SUPPLIED TEXT
....

# Deer euro



## huntingful (Jun 11, 2014)

I just finished this for my sister.


----------



## sam4836 (Dec 16, 2005)

Sweet. Did you darken the antlers or is that natural. Now she owes you a kidney or lung.


----------



## huntingful (Jun 11, 2014)

sam4836 said:


> Sweet. Did you darken the antlers or is that natural. Now she owes you a kidney or lung.


 That's pretty funny. They were pretty dark to begin with. I usually use a golden oak stain to go over them if they need it. I think in this case they look so much better dark.


----------



## BP1992 (Dec 24, 2010)

Looks good


----------



## CaptainCole (Oct 16, 2018)

Nice!


----------



## EXTRMEOUTDOORS (Nov 6, 2018)

looks great


----------



## pcpcow911 (Nov 23, 2018)

Nice job! I never knew what "they" put on the antlers for the darkened look. I like that better than natural.


----------



## eddiethehunter (Oct 14, 2007)

Looks great!


----------



## 45freezer (Jun 9, 2018)

....

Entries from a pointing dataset
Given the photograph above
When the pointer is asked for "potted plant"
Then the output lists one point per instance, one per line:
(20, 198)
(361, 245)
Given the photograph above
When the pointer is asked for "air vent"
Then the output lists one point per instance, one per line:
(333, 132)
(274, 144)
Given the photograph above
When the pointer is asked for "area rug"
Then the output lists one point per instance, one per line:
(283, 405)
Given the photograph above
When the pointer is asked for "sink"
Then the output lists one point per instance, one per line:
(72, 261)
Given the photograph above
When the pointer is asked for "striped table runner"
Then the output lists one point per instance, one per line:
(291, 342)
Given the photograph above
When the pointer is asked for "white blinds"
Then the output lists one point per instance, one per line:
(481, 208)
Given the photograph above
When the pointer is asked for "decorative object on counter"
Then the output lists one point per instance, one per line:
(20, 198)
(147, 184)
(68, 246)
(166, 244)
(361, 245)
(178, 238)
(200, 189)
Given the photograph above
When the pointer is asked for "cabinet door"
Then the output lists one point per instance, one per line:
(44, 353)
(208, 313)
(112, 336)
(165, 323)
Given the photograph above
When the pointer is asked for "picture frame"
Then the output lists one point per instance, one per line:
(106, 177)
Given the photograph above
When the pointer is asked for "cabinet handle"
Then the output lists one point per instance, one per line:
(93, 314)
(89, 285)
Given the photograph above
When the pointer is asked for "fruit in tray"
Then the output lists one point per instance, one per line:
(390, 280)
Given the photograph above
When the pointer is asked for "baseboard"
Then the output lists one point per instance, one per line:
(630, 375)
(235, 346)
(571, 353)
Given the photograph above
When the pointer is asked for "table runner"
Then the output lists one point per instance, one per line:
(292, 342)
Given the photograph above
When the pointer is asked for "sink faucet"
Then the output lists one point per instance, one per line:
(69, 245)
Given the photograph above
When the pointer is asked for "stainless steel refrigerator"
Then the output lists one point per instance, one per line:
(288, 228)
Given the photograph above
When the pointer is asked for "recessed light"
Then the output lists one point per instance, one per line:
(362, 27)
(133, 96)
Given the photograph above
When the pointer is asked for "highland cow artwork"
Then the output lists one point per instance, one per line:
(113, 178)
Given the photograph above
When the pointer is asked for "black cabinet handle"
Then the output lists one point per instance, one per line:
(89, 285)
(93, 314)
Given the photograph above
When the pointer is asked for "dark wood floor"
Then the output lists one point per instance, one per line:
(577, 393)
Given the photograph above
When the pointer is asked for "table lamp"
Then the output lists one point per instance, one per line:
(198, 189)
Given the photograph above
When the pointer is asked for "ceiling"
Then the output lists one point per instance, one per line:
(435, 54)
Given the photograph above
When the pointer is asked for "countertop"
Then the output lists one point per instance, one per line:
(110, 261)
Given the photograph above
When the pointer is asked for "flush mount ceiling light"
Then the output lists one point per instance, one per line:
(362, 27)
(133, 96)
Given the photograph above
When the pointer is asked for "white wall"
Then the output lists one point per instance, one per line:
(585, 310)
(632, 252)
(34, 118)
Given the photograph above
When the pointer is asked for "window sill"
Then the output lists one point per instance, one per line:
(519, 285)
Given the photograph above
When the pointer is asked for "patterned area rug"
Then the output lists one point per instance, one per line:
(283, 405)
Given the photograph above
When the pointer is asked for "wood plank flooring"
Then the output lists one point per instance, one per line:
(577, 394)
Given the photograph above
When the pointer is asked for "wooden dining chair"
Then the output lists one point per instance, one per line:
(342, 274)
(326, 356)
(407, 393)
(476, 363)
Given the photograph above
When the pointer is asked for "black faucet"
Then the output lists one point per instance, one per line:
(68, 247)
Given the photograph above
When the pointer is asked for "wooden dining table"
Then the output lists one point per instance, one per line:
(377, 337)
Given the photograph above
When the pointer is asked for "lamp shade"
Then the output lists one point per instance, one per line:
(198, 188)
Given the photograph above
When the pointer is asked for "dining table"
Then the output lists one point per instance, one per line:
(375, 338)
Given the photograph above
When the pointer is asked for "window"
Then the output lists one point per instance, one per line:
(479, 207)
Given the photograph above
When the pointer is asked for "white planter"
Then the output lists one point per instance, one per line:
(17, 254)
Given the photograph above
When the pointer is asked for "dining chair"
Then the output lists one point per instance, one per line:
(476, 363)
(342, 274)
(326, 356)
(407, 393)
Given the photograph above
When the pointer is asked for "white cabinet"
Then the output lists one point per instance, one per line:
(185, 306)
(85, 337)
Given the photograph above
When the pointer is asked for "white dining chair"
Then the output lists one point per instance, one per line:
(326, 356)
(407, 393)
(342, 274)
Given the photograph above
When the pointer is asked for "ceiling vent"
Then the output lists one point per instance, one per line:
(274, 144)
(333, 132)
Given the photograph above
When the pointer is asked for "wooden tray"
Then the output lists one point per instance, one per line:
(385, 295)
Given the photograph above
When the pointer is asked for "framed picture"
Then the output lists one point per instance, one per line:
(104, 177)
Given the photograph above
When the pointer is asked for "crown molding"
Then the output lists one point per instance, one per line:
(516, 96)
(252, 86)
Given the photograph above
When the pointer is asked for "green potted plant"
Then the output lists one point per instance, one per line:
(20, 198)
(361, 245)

....

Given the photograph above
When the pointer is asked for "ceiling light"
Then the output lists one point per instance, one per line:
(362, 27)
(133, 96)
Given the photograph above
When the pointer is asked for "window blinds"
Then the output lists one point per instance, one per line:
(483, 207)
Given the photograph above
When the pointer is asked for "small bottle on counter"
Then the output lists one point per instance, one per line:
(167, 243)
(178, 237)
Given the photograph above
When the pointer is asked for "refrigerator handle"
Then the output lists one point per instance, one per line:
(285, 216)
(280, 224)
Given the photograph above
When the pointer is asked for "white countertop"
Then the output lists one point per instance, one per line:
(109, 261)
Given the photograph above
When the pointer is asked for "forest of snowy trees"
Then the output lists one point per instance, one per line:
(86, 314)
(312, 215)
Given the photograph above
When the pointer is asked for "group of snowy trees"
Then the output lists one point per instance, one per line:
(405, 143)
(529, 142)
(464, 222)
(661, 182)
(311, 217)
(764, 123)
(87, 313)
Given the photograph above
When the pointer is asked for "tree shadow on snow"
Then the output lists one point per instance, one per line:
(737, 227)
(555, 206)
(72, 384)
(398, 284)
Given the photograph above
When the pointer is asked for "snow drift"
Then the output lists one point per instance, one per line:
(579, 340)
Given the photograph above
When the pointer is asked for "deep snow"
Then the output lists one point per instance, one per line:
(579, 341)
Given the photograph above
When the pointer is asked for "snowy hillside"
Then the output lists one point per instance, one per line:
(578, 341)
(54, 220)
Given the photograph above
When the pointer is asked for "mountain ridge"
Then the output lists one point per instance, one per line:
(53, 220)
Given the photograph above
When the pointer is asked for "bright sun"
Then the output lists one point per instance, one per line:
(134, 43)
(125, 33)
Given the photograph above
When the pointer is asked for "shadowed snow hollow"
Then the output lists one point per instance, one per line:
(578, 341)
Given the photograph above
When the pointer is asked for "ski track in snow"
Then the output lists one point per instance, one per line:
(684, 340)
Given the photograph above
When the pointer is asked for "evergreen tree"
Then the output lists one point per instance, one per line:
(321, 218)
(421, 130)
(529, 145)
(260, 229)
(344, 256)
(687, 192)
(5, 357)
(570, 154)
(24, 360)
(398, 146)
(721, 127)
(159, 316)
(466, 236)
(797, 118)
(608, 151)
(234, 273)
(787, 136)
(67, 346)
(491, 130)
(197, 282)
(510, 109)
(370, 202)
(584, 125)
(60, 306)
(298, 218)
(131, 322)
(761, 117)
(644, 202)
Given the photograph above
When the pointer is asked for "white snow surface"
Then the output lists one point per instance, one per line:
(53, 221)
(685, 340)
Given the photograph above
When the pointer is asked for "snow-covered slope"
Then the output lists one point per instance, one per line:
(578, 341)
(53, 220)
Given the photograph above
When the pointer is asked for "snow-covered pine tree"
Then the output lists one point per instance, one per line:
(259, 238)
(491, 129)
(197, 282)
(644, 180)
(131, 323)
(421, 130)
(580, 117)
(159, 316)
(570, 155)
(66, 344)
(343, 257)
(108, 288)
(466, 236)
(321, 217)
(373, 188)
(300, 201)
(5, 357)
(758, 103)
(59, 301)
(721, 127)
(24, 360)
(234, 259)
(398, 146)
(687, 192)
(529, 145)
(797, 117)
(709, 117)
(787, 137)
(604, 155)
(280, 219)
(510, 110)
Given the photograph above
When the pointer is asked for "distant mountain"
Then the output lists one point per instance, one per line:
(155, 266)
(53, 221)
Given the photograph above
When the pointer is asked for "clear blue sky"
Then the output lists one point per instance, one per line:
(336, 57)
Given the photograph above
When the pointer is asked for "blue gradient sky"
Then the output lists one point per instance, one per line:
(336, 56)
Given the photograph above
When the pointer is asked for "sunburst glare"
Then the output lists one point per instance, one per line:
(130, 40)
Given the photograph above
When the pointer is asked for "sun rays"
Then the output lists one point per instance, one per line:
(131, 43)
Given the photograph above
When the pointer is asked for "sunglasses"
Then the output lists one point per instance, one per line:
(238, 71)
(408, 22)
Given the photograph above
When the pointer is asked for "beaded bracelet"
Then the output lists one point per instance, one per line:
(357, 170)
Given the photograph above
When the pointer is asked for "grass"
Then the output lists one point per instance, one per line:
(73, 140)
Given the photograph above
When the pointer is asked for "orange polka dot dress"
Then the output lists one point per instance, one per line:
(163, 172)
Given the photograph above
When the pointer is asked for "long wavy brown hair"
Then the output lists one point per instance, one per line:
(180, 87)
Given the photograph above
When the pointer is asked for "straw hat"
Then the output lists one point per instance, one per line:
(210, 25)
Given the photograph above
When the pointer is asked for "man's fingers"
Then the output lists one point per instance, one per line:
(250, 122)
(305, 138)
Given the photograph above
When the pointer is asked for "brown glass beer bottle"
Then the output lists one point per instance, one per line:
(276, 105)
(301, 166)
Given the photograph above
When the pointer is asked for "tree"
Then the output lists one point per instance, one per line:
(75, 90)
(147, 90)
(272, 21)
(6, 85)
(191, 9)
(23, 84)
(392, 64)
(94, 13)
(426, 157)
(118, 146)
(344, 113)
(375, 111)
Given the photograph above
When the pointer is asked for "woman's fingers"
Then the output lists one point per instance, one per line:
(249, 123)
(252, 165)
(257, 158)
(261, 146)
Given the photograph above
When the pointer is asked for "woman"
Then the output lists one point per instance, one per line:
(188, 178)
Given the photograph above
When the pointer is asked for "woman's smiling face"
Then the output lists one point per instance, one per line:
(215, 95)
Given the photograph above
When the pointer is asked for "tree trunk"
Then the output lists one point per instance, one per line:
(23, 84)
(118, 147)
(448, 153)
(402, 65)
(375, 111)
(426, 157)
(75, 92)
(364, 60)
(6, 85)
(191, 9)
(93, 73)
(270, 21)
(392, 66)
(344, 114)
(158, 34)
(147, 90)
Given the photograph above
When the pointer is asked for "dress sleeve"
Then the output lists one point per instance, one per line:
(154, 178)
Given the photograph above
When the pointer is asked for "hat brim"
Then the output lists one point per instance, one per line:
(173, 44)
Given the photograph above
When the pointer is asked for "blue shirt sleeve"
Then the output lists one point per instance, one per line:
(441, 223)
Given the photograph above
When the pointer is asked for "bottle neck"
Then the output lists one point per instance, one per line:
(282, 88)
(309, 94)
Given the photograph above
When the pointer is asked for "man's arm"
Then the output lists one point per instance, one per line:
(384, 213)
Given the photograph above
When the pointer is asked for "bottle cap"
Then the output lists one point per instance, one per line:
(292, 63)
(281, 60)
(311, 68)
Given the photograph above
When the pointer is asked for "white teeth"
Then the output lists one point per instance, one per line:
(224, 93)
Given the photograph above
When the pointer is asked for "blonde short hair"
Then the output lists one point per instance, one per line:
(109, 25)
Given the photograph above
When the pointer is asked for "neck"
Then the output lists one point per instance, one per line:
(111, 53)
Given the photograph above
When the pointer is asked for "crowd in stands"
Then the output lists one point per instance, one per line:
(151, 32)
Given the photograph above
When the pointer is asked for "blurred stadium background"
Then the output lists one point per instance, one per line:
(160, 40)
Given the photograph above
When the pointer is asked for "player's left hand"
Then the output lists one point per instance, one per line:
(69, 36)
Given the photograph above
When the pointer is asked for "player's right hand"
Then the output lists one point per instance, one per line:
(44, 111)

....

GIVEN PROBLEM 1
Summarize the deer euro thread in two sentences.
GIVEN PROBLEM 2
Resume the deer euro thread after its final line, writing the post that follows it.

WRITTEN REPLY 1
A forum member shares a deer euro mount made for a sister, and when asked whether the antlers were darkened, explains that they were already dark, that a golden oak stain is usually applied when needed, and that these look better dark. Other members praise the work, and one remarks on never having known what is put on antlers for the darkened look and prefers it to natural.

WRITTEN REPLY 2
Super cool mount, the bolt is a nice touch...made a mount for my bear rug last month and mounted the arrow on that one as well, I think it really adds to the story!


----------



## ballenbrowning (Jan 1, 2017)

Nice


----------



## blinn (Jun 21, 2015)

Looks good.


----------



## Brunswick (Jan 20, 2019)

Very nice!


----------



## RamDaytona (Jan 29, 2019)

I like it


----------



## Y.Pan (May 13, 2018)

That's nice design


----------



## Edcoleman83 (Jan 16, 2019)

Looks great! did you use the boil down and bleach method?


----------



## Yoder8 (Nov 30, 2018)

looks good


----------



## rmck15 (Dec 3, 2008)

Nice


----------



## Bth340 (Jul 19, 2019)

Cool euro


----------



## moosewhisperer1 (Dec 30, 2018)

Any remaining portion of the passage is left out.